TEXT |

++++++++++

Maturities of total debt, including the fair value hedge carrying value adjustment, for each of the five years subsequent to January 31, 2005 and for the period thereafter are as follows:

 

Fiscal Years Ending    ($ in millions)

2006

   $ 45.2

2007

     45.7

2008

     51.1

2009

     24.1

2010

     24.2

Thereafter

     357.0

Total

   $   547.3

 

NOTE 8 – DERIVATIVE INSTRUMENTS AND HEDGING ACTIVITIES

On September 27, 2004, we entered into a 10-year treasury rate lock contract (“treasury lock”) with a financial institution at the then current market rate of 4.019% to hedge the risk that the Treasury rate (benchmark interest rate) component of the fixed coupon payments relating to a $278.0 million notional principal amount of a then-forecasted issuance of $300.0 million of notes (see Note 7) may be adversely affected by interest rate fluctuations. The treasury lock was designated as a cash flow hedge of the fluctuations in the Treasury rate component of the then forecasted fixed coupon payments due to changes in the benchmark interest rate, with the changes in the value of the treasury lock expected to completely offset the changes in the value of the Treasury rate component of the fixed coupon payments. The treasury lock was settled on October 5, 2004, the date the $300.0 million of notes were priced, with the entire gain received upon settlement of $3.4 million being recognized in other comprehensive income, a component of shareholders’ equity, subject to $1.4 million of tax. The gain on the treasury lock is being amortized into earnings as an adjustment to interest expense over the same period in which the related interest costs on the new debt issuance are being recognized in earnings. Approximately $0.3 million of the gain will be recognized in earnings as an adjustment to interest expense during the next twelve months.

++++++++++

MATERIAL SHOWN |
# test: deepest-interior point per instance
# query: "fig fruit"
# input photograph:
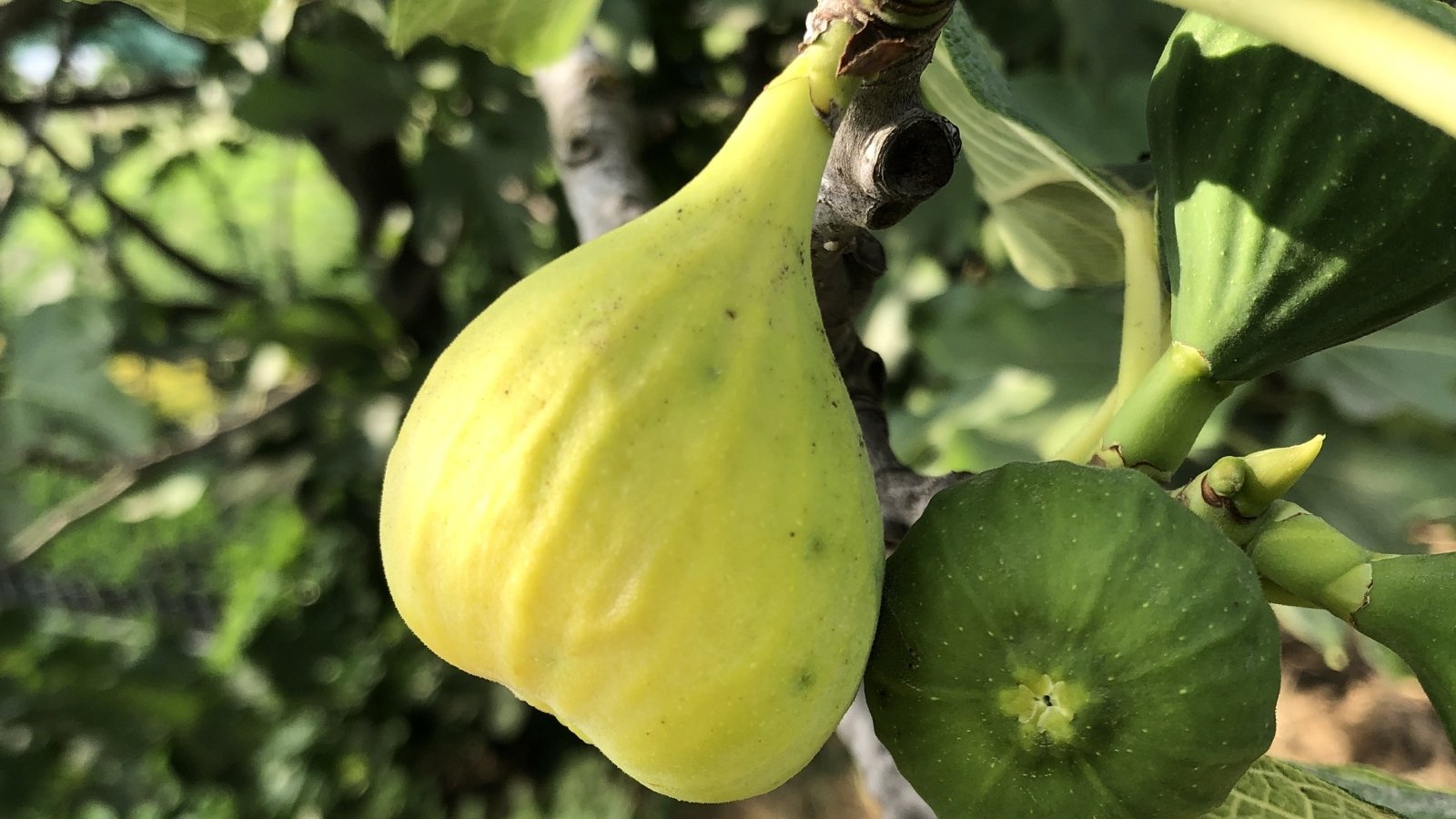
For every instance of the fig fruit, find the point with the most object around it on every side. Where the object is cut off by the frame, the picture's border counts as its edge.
(633, 489)
(1063, 640)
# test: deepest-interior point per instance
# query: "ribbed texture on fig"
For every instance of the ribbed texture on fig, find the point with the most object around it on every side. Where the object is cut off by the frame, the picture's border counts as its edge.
(1065, 642)
(633, 489)
(1298, 208)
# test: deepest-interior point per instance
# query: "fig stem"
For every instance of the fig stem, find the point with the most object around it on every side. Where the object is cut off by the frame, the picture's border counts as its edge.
(1235, 493)
(1400, 601)
(1145, 322)
(1158, 424)
(1397, 56)
(1145, 309)
(1410, 611)
(1309, 559)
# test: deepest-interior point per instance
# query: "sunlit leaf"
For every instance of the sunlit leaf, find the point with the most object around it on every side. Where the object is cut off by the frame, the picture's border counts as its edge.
(1055, 217)
(1278, 790)
(208, 19)
(1385, 790)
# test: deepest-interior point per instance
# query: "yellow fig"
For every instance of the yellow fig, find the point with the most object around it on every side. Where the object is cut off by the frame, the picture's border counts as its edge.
(633, 489)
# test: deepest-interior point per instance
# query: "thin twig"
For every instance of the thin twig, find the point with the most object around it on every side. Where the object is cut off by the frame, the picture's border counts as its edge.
(124, 475)
(229, 281)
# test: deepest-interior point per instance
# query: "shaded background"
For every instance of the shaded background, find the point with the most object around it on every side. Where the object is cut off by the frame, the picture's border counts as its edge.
(225, 270)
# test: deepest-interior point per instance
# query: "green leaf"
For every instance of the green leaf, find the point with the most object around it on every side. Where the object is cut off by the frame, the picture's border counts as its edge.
(523, 34)
(1376, 486)
(53, 370)
(1407, 368)
(1380, 789)
(208, 19)
(1278, 790)
(1055, 217)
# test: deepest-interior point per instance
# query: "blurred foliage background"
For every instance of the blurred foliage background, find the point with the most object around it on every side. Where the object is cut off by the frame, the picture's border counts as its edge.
(225, 268)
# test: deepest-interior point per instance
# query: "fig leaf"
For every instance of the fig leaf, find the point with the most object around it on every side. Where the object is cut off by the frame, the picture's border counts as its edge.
(1273, 789)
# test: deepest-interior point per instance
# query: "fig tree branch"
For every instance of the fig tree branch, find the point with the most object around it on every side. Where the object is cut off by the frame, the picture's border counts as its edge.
(594, 142)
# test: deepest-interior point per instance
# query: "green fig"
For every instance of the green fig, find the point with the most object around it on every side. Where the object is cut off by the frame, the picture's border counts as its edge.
(1063, 640)
(1296, 210)
(633, 489)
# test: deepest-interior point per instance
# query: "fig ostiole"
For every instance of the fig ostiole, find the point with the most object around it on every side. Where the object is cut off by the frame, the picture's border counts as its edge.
(1067, 640)
(633, 489)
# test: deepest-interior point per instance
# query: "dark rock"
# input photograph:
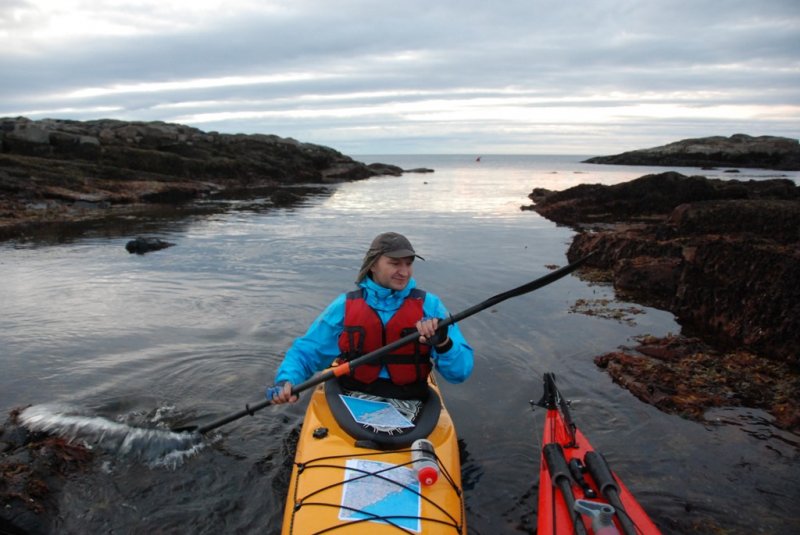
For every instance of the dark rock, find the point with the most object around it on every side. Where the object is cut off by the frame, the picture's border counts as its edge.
(385, 169)
(724, 257)
(686, 376)
(739, 150)
(33, 471)
(145, 245)
(285, 198)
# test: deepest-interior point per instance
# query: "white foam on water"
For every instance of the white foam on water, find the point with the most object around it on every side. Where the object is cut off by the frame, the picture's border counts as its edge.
(154, 447)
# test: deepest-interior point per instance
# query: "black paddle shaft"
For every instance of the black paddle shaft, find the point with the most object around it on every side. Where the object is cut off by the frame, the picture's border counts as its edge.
(387, 349)
(559, 475)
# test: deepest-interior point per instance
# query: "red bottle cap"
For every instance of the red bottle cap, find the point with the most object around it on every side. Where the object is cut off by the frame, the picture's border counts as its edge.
(428, 476)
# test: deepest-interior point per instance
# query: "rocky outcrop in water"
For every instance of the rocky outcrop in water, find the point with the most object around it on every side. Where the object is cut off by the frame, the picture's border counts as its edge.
(723, 256)
(57, 170)
(739, 150)
(33, 469)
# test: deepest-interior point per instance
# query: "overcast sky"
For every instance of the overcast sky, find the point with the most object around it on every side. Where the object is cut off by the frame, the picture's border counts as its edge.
(410, 76)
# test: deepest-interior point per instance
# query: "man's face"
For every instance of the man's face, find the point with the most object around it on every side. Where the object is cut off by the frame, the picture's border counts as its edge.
(393, 273)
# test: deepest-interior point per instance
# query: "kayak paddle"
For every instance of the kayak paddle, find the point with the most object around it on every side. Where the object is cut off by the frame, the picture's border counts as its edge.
(345, 367)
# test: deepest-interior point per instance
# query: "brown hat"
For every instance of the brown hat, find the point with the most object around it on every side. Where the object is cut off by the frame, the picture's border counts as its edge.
(391, 244)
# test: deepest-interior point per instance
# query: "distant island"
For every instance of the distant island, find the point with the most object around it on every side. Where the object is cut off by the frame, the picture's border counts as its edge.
(55, 173)
(738, 150)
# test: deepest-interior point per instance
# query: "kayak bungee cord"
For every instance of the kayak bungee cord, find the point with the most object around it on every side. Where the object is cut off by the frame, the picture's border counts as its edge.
(321, 463)
(346, 367)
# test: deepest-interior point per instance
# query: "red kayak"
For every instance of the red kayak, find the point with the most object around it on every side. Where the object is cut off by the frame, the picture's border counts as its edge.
(578, 492)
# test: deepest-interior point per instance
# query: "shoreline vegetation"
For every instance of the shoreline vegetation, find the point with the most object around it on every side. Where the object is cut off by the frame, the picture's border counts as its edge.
(57, 176)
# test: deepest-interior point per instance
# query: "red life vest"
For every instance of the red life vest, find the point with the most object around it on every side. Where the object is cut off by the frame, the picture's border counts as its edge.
(364, 332)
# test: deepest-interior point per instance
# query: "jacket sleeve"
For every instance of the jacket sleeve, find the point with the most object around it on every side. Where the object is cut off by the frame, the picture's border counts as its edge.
(455, 365)
(317, 348)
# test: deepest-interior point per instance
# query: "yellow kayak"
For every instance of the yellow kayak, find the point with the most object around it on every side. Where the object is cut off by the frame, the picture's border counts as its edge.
(347, 479)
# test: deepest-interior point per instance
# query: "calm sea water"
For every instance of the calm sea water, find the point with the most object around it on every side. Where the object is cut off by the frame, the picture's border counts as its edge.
(195, 331)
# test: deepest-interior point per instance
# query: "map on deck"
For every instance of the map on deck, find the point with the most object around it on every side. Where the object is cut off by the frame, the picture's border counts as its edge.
(375, 413)
(371, 497)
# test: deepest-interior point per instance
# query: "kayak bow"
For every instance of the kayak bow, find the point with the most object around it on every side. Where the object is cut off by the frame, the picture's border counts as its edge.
(578, 492)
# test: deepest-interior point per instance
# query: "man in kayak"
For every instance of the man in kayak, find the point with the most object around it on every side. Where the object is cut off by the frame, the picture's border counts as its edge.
(386, 307)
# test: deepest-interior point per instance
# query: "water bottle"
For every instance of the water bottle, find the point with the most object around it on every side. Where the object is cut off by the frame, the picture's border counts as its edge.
(424, 461)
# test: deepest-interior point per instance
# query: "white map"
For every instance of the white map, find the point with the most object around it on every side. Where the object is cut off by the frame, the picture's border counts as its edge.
(375, 413)
(370, 497)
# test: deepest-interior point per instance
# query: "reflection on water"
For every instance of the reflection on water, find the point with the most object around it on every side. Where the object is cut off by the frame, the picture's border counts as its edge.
(202, 326)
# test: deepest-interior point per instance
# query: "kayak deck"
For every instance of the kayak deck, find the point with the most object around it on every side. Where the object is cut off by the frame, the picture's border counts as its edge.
(337, 486)
(555, 516)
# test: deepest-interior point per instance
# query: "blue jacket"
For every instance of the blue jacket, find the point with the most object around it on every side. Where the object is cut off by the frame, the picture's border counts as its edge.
(319, 346)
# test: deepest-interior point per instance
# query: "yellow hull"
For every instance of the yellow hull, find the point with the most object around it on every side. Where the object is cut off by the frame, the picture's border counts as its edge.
(328, 491)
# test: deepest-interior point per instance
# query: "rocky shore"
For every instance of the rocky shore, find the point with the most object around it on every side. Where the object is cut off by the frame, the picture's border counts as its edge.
(724, 257)
(56, 172)
(738, 150)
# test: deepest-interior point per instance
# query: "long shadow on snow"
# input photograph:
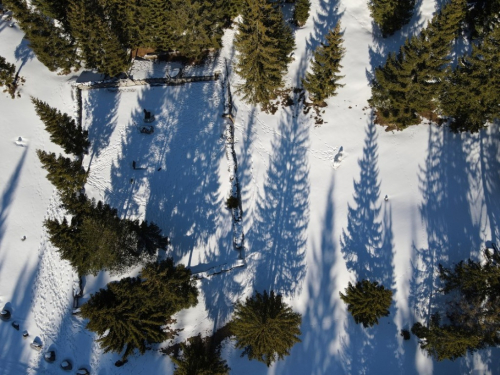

++++++++++

From the debt maturities and hedging text, answer each question.
(a) What debt maturity amount is shown for fiscal year 2008?
(b) At what market rate was the treasury lock contract entered into?
(c) On what date was the treasury lock settled?
None of the items are needed here.

(a) $51.1 million
(b) 4.019%
(c) October 5, 2004